◆ Selected excerpt
Michael Quiello, vice president, corporate safety, security and environment at United Airlines, concurred that IOSA audit reports generally are released to another airline, not a civil aviation authority. “I sign a compliance statement saying that [partners] have passed the IOSA audit, and send it over to the FAA,” he said. “We don’t send the whole report.”
Addressing Hersman’s other questions, Lennon and Quiello said that IOSA fills a gap in areas that regulatory structures do not address. “The regulatory structure was built at a different time with a different approach,” Lennon said, emphasizing that IOSA also provides a common frame of reference and “auditable” language as opposed to international regulatory vagary and variation.
Barriers to Awareness
Hersman summarized part of the NTSB’s final report on the February 2009 crash of Colgan Air Flight 3407 near Buffalo, New York, which said that the airline had been placed on the IOSA registry. In September 2007, the airline completed a corrective action plan to close IOSA findings, some later considered relevant to the accident investigation. FAA principal operations inspectors for the airline apparently had minimal awareness of the corrective actions before the accident and assumed that they were inconsequential to FAA oversight, she noted.
“The principal operations inspector said he was aware of the audits, but he did not have copies of the [IOSA or U.S. Department of Defense (DOD) audit reports], and he added that findings from the [IOSA] audit were minor and DOD issues were not within the scope of his responsibility,” Hersman said. “But one of the things that [IATA and the DOD] found in the audits was that Colgan’s internal evaluation program was ineffective. [NTSB’s] concern was that if this internal evaluation program had been effective, [the airline] might have caught some of the issues and concerns with [pilot] training records.”
During 2011, de-identified information from IOSA audits will be shared for the first time among IATA, the International Civil Aviation Organization (ICAO), the U.S. Department of Transportation and the Commission of the European Union. IATA initially contributed this information from its Global Safety Information Center representing 345 airlines — now 347 — that have completed IOSA audits. ICAO coordinates this information exchange, which involves representatives from IATA, ICAO, the FAA and the European Aviation Safety Agency (EASA).

◆ Material for this exercise
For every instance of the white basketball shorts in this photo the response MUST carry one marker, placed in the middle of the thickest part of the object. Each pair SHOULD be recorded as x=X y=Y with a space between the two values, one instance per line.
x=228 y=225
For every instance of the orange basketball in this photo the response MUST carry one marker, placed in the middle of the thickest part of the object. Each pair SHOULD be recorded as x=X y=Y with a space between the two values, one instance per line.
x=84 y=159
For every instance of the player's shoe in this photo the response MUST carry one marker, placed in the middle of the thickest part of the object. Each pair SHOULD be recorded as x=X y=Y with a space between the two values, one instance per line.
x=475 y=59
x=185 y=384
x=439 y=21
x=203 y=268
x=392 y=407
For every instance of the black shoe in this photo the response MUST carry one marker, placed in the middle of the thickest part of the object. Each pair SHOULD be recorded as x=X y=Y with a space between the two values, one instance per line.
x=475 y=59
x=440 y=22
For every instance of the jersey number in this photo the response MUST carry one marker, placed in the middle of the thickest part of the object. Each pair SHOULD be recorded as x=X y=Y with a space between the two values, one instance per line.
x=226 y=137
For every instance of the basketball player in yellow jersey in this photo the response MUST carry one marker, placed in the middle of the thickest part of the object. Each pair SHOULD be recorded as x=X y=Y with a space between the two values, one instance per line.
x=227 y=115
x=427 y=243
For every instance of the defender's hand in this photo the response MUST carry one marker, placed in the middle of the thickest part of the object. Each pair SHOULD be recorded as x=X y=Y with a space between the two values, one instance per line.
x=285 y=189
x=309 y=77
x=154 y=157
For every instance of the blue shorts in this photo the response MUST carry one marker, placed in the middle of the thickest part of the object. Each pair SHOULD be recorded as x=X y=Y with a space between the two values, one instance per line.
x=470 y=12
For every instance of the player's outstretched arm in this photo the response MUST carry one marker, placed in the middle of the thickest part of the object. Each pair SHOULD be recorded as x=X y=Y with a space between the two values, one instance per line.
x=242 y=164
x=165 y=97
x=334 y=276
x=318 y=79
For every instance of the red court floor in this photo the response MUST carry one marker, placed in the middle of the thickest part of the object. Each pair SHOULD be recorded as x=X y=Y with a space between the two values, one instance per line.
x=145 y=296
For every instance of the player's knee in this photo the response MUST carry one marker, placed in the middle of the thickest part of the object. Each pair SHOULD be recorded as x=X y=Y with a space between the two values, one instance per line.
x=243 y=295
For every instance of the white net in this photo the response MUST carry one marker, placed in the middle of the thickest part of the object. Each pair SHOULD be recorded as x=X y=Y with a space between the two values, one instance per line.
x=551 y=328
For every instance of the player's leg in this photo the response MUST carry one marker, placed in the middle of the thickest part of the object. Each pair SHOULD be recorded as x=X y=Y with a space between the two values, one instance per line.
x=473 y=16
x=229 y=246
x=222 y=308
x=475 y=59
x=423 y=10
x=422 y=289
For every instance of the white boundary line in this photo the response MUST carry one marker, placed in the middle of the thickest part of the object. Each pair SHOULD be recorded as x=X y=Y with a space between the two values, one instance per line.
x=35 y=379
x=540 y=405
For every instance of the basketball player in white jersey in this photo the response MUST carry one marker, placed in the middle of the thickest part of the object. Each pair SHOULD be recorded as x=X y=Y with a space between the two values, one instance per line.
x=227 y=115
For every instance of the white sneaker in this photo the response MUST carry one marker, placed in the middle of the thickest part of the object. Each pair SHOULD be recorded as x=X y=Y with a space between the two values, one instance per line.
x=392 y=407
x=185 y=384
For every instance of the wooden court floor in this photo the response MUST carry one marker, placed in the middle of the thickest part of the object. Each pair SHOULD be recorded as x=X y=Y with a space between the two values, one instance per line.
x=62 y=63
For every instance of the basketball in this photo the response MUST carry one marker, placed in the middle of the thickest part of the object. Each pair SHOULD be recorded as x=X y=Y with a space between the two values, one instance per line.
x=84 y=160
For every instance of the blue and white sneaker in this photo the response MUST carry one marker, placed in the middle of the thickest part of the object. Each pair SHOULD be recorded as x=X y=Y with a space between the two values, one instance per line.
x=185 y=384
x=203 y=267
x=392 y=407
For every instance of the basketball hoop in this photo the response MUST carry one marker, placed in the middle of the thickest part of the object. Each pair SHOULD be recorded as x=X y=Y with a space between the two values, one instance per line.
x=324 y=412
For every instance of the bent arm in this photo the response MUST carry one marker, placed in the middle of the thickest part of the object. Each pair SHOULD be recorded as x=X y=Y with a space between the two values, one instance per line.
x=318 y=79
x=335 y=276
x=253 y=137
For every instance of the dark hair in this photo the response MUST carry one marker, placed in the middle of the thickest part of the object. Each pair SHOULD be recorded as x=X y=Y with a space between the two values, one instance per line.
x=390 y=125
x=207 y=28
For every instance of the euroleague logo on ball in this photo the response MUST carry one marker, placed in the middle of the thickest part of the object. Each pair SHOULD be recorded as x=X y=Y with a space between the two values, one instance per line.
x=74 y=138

◆ Set tasks
(A) Transcribe the part of the excerpt on IOSA audits that opens with the words "Barriers to Awareness" and closes with "oversight, she noted.", including both.
(B) Give the part of the records from the line containing "For every instance of the basketball hoop" through the end of the records, both ends included, as a Markdown table with the columns Row and Line. Leave out blank lines.

◆ Solutions for each task
(A)
Barriers to Awareness
Hersman summarized part of the NTSB’s final report on the February 2009 crash of Colgan Air Flight 3407 near Buffalo, New York, which said that the airline had been placed on the IOSA registry. In September 2007, the airline completed a corrective action plan to close IOSA findings, some later considered relevant to the accident investigation. FAA principal operations inspectors for the airline apparently had minimal awareness of the corrective actions before the accident and assumed that they were inconsequential to FAA oversight, she noted.

(B)
| Row | Line |
|---|---|
| 1 | For every instance of the basketball hoop in this photo the response MUST carry one marker, placed in the middle of the thickest part of the object. Each pair SHOULD be recorded as x=X y=Y with a space between the two values, one instance per line. |
| 2 | x=324 y=412 |
| 3 | For every instance of the bent arm in this photo the response MUST carry one marker, placed in the middle of the thickest part of the object. Each pair SHOULD be recorded as x=X y=Y with a space between the two values, one instance per line. |
| 4 | x=318 y=79 |
| 5 | x=335 y=276 |
| 6 | x=253 y=137 |
| 7 | For every instance of the dark hair in this photo the response MUST carry one marker, placed in the middle of the thickest part of the object. Each pair SHOULD be recorded as x=X y=Y with a space between the two values, one instance per line. |
| 8 | x=390 y=125 |
| 9 | x=207 y=28 |
| 10 | For every instance of the euroleague logo on ball in this photo the response MUST carry one marker, placed in the middle of the thickest part of the object. Each pair SHOULD be recorded as x=X y=Y with a space between the two values, one instance per line. |
| 11 | x=74 y=138 |